• [Consigne] Recopie les enregistrements sans rien changer : pars de leur toute première ligne et arrête-toi après celle qui contient « pixel 490 570 ».

━━━━━ Données fournies ━━━━━

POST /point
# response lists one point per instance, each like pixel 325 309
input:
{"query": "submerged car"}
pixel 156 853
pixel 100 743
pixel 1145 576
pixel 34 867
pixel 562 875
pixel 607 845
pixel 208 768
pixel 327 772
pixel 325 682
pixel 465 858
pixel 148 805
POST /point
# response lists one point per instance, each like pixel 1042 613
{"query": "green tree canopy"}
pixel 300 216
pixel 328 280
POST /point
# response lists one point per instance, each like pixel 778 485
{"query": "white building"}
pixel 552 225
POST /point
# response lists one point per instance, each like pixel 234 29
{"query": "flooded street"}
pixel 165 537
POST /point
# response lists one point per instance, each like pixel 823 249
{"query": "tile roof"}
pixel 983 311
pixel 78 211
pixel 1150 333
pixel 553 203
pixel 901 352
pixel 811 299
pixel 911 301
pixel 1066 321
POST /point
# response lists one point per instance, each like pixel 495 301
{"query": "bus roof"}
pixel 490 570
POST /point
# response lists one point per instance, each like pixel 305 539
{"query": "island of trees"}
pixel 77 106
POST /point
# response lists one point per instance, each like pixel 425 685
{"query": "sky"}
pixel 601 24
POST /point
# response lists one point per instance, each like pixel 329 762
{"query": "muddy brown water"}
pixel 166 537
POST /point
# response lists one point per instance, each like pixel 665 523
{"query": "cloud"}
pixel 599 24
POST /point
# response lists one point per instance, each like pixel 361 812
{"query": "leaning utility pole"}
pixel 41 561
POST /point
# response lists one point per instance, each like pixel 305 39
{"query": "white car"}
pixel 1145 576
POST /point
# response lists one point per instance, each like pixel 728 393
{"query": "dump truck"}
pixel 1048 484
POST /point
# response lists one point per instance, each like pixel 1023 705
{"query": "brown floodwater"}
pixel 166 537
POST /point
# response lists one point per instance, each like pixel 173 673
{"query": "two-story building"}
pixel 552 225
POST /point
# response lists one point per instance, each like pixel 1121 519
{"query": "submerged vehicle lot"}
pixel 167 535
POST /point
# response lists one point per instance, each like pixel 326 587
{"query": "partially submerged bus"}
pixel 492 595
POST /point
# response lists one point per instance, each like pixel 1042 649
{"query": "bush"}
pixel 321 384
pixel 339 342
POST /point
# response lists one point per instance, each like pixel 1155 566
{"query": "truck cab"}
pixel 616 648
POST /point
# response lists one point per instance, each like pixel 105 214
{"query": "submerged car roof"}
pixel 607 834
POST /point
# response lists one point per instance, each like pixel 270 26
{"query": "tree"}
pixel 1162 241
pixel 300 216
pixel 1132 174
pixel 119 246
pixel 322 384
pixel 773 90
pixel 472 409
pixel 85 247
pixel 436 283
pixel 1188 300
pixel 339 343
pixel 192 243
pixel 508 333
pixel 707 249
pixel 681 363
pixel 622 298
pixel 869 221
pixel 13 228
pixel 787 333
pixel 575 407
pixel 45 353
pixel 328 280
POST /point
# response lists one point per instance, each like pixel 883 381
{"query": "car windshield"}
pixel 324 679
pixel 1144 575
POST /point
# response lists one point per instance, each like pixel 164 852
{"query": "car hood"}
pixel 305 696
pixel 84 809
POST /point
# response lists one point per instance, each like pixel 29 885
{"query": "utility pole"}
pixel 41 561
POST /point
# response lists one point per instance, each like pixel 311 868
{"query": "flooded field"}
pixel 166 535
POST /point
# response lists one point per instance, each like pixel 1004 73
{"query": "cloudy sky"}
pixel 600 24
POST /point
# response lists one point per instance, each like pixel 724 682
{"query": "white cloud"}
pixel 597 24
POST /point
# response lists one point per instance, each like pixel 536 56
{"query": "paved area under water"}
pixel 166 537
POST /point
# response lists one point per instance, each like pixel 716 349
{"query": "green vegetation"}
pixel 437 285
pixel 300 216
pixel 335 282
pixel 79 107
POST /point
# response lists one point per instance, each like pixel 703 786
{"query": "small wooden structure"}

━━━━━

• [Résultat obtenu]
POST /point
# response lists one point per instance, each like pixel 325 309
input:
{"query": "submerged car"}
pixel 156 853
pixel 100 743
pixel 1145 576
pixel 34 867
pixel 562 875
pixel 607 845
pixel 208 768
pixel 327 772
pixel 325 682
pixel 465 858
pixel 148 805
POST /point
# response lists one point per instance, each like pixel 1042 613
{"query": "green tree canopy"}
pixel 300 216
pixel 328 280
POST /point
# response lists one point per instance, each like pixel 778 485
{"query": "white building"}
pixel 552 225
POST /point
# response lists one point per instance, each like pixel 234 29
{"query": "flooded street"}
pixel 165 537
POST /point
# response lists one point per instance, each like pixel 823 249
{"query": "tile roof"}
pixel 983 311
pixel 78 211
pixel 1150 333
pixel 553 203
pixel 901 352
pixel 811 299
pixel 911 301
pixel 1066 321
POST /point
# response lists one point per instance, each like pixel 495 301
{"query": "bus roof"}
pixel 490 570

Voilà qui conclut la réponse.